**WHAT THE EXERCISE ASKS:** Report every line in the items below that contains the word "tractor", copying each such line in full.

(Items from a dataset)
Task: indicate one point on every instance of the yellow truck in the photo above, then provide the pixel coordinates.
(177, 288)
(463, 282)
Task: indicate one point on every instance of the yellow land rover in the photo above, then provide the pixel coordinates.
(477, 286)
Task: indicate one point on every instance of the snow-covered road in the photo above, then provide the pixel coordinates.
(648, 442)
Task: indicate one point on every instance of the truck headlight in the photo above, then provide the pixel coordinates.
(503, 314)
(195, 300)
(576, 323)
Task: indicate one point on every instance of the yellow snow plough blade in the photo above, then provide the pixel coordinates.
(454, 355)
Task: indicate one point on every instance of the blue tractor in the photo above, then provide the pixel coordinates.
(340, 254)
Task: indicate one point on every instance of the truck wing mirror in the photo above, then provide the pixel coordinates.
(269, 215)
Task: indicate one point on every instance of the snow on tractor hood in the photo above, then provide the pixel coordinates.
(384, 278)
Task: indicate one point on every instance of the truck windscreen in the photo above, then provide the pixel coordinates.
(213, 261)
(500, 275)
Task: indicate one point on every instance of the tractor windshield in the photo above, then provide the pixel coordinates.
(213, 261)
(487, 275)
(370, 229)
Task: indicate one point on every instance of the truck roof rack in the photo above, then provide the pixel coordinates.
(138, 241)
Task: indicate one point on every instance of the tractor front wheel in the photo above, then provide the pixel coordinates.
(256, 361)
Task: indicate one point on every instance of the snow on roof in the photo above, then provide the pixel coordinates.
...
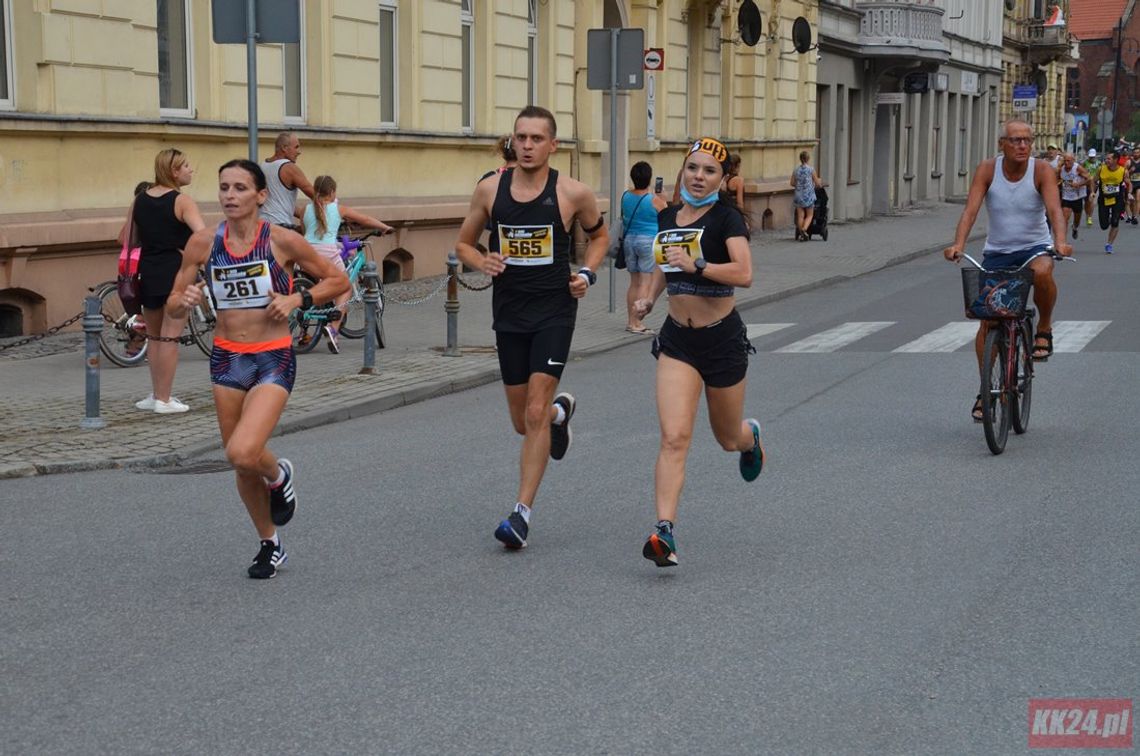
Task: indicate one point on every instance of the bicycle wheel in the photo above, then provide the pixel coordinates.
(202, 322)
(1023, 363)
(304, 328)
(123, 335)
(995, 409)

**THE REPLY:**
Task: indicate one point on every instance of the blue tractor in the photo above, then provide the pixel coordinates.
Task: indicate one point on every instance of the snow on tractor hood in the photo above, then provide the pixel coordinates.
Task: indicate one point on every instance of the tractor windshield in the photo above, then provide the pixel coordinates.
Task: indicate one point on every instance of the tractor front wheel in the photo above, then provide the pixel coordinates.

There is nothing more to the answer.